SHORT PROBLEM: Copy out each line in the records below that has the word "rear" in it.

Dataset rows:
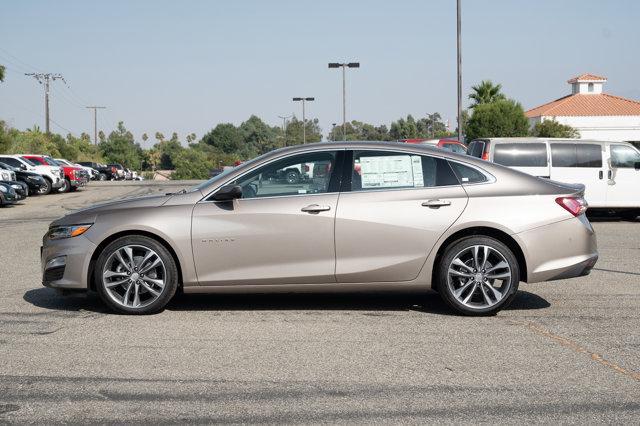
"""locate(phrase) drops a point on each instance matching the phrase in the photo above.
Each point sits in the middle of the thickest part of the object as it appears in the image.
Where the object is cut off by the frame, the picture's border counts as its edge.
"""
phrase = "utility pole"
(344, 66)
(284, 127)
(46, 78)
(304, 117)
(95, 122)
(459, 41)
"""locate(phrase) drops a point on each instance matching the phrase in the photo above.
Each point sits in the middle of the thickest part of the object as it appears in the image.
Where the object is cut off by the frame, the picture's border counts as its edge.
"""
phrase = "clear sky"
(185, 66)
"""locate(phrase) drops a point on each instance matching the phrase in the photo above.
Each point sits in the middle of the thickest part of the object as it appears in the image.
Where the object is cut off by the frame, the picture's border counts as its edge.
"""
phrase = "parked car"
(409, 217)
(74, 177)
(447, 144)
(7, 194)
(53, 175)
(610, 171)
(35, 183)
(93, 173)
(9, 177)
(120, 173)
(104, 172)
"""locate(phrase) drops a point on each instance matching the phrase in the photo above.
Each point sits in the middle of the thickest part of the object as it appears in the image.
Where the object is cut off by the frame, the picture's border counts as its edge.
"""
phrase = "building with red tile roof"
(595, 114)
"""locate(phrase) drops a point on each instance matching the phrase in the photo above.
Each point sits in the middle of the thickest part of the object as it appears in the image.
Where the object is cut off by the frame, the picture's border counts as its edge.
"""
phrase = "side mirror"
(228, 193)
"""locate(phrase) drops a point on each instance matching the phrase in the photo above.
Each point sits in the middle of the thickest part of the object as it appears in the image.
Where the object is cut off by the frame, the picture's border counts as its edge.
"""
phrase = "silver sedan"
(331, 217)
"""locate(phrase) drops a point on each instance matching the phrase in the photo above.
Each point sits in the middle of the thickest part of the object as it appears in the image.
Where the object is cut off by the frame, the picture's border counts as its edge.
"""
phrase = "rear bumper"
(561, 250)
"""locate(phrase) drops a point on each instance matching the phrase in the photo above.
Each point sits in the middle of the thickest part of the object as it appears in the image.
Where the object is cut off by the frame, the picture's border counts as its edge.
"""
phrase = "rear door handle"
(315, 208)
(436, 203)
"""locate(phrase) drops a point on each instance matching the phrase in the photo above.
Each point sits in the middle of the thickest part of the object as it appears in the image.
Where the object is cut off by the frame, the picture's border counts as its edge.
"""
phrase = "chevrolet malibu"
(360, 216)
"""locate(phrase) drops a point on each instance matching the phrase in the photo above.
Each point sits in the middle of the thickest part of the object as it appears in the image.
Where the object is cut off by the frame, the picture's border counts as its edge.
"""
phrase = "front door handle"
(315, 208)
(436, 203)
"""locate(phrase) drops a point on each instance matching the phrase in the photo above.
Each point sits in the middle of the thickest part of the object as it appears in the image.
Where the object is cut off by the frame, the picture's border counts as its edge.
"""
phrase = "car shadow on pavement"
(422, 302)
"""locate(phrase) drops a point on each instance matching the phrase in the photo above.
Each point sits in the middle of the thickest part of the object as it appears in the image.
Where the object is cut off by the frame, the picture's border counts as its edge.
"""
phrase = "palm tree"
(485, 93)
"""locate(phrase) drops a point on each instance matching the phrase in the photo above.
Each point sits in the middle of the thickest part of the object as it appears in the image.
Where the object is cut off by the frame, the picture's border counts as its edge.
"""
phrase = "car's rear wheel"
(44, 190)
(478, 276)
(136, 275)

RESULT FOR THIS EXERCISE:
phrase = "rear bumper"
phrase = "rear door handle"
phrase = "car's rear wheel"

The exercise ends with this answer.